[[ Supplied data, beginning ]]

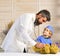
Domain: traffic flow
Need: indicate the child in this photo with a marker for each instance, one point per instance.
(46, 40)
(47, 33)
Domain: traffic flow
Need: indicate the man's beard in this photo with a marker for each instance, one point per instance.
(36, 23)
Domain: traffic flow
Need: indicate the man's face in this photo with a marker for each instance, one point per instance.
(40, 19)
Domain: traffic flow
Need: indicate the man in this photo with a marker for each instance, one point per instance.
(19, 36)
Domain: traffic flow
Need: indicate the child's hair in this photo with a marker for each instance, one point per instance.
(50, 28)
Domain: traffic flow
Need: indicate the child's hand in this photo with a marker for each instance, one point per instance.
(39, 45)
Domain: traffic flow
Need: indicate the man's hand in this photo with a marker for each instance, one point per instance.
(39, 45)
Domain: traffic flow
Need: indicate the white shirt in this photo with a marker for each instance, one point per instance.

[[ Supplied data, end ]]

What the exercise asks ▸
In full and without any pictures, print the listing above exactly.

Output for this task ▸
Domain: traffic flow
Need: indicate the child in this photo with a marker for each instance, one point per instance.
(46, 40)
(47, 33)
Domain: traffic flow
Need: indicate the man's beard in this photo with a marker for each instance, one point per instance.
(36, 23)
Domain: traffic flow
Need: indicate the man's face in this photo with a marker for each instance, one point per instance.
(40, 19)
Domain: traffic flow
Need: indicate the man in this photo with a marker for each instance, one point per instance.
(19, 36)
Domain: traffic flow
Need: indicate the child's hair in this photo with a marker for each instance, one point per instance.
(50, 28)
Domain: traffic flow
Need: indicate the child's hand in this photo with a marker for each instance, one point per instance.
(39, 45)
Domain: traffic flow
Need: indicate the man's hand in this photo with a marker for each instance, one point per instance.
(39, 45)
Domain: traffic flow
Need: indicate the white shirt in this photo with a marker for each instance, one point per instance.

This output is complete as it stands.